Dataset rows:
----------------------------------------

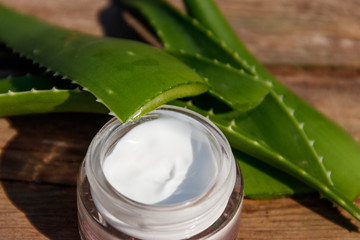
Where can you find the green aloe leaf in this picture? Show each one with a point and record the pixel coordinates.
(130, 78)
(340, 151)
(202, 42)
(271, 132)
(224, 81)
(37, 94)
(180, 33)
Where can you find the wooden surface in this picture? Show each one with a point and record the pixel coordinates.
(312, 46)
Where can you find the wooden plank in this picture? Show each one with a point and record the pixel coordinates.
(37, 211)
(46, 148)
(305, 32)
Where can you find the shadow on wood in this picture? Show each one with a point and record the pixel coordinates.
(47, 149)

----------------------------------------

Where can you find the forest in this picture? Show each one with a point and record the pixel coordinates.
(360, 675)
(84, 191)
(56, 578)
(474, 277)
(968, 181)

----------------------------------------

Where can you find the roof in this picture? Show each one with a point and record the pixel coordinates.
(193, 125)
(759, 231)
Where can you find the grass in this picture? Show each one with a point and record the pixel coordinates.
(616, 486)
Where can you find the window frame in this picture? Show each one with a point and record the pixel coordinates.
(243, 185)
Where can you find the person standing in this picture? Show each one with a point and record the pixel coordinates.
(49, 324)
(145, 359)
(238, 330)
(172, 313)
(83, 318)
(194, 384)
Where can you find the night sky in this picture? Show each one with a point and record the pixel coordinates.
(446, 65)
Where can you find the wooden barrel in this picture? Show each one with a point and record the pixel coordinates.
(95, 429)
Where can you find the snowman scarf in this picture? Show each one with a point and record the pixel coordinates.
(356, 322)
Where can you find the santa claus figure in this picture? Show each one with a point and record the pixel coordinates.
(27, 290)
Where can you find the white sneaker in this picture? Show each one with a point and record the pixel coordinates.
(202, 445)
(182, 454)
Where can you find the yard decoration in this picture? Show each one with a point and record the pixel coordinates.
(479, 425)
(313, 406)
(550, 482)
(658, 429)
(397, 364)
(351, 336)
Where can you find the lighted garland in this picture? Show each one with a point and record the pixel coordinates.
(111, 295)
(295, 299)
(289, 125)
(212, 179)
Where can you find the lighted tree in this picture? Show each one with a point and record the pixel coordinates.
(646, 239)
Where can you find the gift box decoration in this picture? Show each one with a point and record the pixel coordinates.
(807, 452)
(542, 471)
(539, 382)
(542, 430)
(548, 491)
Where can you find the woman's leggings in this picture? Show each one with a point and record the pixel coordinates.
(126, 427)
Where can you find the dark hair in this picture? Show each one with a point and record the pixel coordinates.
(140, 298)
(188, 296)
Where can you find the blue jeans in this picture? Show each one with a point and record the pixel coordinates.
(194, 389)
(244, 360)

----------------------------------------

> [Problem description] Pick out every line in the listing above that contains the word "decoration" and copy each one in full.

> [Result of this exercise]
Where can you find the yard decoration in this picture? Show each one with a point and record the pixel coordinates.
Where can you find the gift box decoration in this picture? Show each one with a point and record the pixel coordinates.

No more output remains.